**What to do**
Put every line of the items below into a JSON list of strings, one string per line, leaving out blank lines.

**Dataset extract**
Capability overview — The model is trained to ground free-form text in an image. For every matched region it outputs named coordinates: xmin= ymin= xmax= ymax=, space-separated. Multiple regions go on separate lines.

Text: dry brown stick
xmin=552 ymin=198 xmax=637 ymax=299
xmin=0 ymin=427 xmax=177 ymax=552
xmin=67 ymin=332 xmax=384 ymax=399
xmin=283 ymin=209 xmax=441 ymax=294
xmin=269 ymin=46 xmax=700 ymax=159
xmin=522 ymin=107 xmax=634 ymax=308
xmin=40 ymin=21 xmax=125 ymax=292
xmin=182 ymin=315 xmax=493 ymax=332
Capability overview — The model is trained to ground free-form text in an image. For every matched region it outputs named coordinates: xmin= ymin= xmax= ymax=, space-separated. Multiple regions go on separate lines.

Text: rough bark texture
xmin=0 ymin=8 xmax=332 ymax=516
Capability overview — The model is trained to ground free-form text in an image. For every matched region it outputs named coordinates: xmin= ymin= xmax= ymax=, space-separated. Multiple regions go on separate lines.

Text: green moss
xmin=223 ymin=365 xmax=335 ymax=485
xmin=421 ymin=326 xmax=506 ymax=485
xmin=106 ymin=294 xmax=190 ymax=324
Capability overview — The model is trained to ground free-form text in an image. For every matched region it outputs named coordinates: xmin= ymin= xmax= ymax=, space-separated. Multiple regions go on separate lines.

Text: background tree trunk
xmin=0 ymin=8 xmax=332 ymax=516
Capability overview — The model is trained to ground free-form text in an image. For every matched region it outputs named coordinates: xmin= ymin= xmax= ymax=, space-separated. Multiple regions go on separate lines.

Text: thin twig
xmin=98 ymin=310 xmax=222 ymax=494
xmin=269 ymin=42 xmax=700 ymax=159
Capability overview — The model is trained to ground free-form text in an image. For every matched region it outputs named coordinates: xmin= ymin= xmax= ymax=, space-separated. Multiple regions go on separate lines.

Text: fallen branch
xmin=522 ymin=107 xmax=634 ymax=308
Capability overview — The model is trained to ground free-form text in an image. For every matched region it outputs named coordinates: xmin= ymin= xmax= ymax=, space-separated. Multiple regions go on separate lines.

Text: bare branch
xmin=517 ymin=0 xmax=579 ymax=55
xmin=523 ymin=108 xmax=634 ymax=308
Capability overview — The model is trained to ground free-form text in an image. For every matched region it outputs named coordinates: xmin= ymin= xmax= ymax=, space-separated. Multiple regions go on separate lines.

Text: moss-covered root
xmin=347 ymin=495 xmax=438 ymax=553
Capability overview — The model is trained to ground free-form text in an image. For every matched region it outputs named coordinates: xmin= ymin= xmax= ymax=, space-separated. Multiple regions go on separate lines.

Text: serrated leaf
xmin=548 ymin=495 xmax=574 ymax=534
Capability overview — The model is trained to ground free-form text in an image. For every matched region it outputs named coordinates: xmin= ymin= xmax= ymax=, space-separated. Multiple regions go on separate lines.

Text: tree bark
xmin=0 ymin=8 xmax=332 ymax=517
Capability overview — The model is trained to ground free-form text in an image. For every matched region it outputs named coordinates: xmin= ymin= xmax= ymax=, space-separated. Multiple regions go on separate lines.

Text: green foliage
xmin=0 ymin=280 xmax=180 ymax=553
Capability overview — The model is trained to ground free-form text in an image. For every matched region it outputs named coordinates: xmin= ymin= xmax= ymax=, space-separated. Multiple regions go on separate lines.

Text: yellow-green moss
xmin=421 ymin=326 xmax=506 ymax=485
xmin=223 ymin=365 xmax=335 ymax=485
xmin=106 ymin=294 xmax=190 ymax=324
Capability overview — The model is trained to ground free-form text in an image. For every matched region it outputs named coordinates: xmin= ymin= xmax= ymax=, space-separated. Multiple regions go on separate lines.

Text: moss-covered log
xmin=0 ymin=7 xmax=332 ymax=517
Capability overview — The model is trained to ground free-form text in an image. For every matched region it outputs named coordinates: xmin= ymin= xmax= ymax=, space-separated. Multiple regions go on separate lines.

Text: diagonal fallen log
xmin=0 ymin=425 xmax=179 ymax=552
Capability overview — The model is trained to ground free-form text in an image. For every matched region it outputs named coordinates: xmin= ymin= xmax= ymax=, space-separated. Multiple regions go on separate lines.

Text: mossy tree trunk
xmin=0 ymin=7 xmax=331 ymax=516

**Result of the exercise**
[
  "Capability overview — The model is trained to ground free-form text in an image. For every matched region it outputs named coordinates: xmin= ymin= xmax= ymax=, space-separated. Multiple regions go on separate lines.",
  "Text: dry brown stick",
  "xmin=552 ymin=198 xmax=637 ymax=299",
  "xmin=0 ymin=427 xmax=177 ymax=552",
  "xmin=67 ymin=332 xmax=384 ymax=399",
  "xmin=283 ymin=209 xmax=441 ymax=294",
  "xmin=269 ymin=46 xmax=700 ymax=159",
  "xmin=522 ymin=107 xmax=634 ymax=308",
  "xmin=40 ymin=21 xmax=125 ymax=292",
  "xmin=182 ymin=315 xmax=493 ymax=332",
  "Capability overview — The model is trained to ground free-form text in an image. For every matched region it outputs named coordinates: xmin= ymin= xmax= ymax=, space-separated. Multiple regions go on separate lines.",
  "Text: rough bark texture",
  "xmin=0 ymin=8 xmax=332 ymax=516",
  "Capability overview — The model is trained to ground free-form text in an image. For every matched region it outputs named coordinates: xmin= ymin= xmax= ymax=, space-separated. Multiple regions go on separate lines.",
  "Text: green moss",
  "xmin=223 ymin=365 xmax=335 ymax=485",
  "xmin=421 ymin=326 xmax=506 ymax=485",
  "xmin=106 ymin=294 xmax=190 ymax=324",
  "Capability overview — The model is trained to ground free-form text in an image. For every matched region it outputs named coordinates: xmin= ymin= xmax= ymax=, space-separated. Multiple regions go on separate lines.",
  "Text: background tree trunk",
  "xmin=0 ymin=8 xmax=332 ymax=516",
  "Capability overview — The model is trained to ground free-form text in an image. For every matched region it outputs named coordinates: xmin= ymin= xmax= ymax=, space-separated. Multiple regions go on separate lines.",
  "Text: thin twig",
  "xmin=98 ymin=310 xmax=222 ymax=494",
  "xmin=269 ymin=42 xmax=700 ymax=159",
  "Capability overview — The model is trained to ground free-form text in an image. For every matched region it outputs named coordinates: xmin= ymin= xmax= ymax=, space-separated. Multiple regions go on separate lines.",
  "Text: fallen branch",
  "xmin=522 ymin=107 xmax=634 ymax=308",
  "Capability overview — The model is trained to ground free-form text in an image. For every matched region it outputs named coordinates: xmin= ymin= xmax= ymax=, space-separated. Multiple regions go on separate lines.",
  "Text: bare branch",
  "xmin=517 ymin=0 xmax=579 ymax=55",
  "xmin=523 ymin=108 xmax=634 ymax=308",
  "Capability overview — The model is trained to ground free-form text in an image. For every matched region it outputs named coordinates: xmin= ymin= xmax= ymax=, space-separated. Multiple regions go on separate lines.",
  "Text: moss-covered root",
  "xmin=347 ymin=495 xmax=438 ymax=553",
  "Capability overview — The model is trained to ground free-form text in an image. For every matched region it outputs named coordinates: xmin= ymin= xmax= ymax=, space-separated. Multiple regions go on separate lines.",
  "Text: serrated leaf",
  "xmin=548 ymin=495 xmax=574 ymax=534",
  "Capability overview — The model is trained to ground free-form text in an image. For every matched region it outputs named coordinates: xmin= ymin= xmax= ymax=, space-separated. Multiple regions go on separate lines.",
  "Text: tree bark",
  "xmin=0 ymin=8 xmax=332 ymax=517",
  "Capability overview — The model is trained to ground free-form text in an image. For every matched region it outputs named coordinates: xmin= ymin= xmax= ymax=, space-separated. Multiple regions go on separate lines.",
  "Text: green foliage",
  "xmin=0 ymin=280 xmax=180 ymax=553",
  "Capability overview — The model is trained to ground free-form text in an image. For every matched region it outputs named coordinates: xmin= ymin= xmax= ymax=, space-separated. Multiple regions go on separate lines.",
  "Text: yellow-green moss",
  "xmin=421 ymin=326 xmax=506 ymax=485",
  "xmin=223 ymin=365 xmax=335 ymax=485",
  "xmin=106 ymin=294 xmax=190 ymax=324",
  "Capability overview — The model is trained to ground free-form text in an image. For every matched region it outputs named coordinates: xmin= ymin= xmax= ymax=, space-separated. Multiple regions go on separate lines.",
  "Text: moss-covered log",
  "xmin=0 ymin=7 xmax=332 ymax=517",
  "Capability overview — The model is trained to ground free-form text in an image. For every matched region it outputs named coordinates: xmin= ymin= xmax= ymax=, space-separated. Multiple regions go on separate lines.",
  "Text: diagonal fallen log",
  "xmin=0 ymin=425 xmax=179 ymax=552",
  "Capability overview — The model is trained to ground free-form text in an image. For every matched region it outputs named coordinates: xmin= ymin= xmax= ymax=, space-separated. Multiple regions go on separate lines.",
  "Text: mossy tree trunk",
  "xmin=0 ymin=7 xmax=331 ymax=516"
]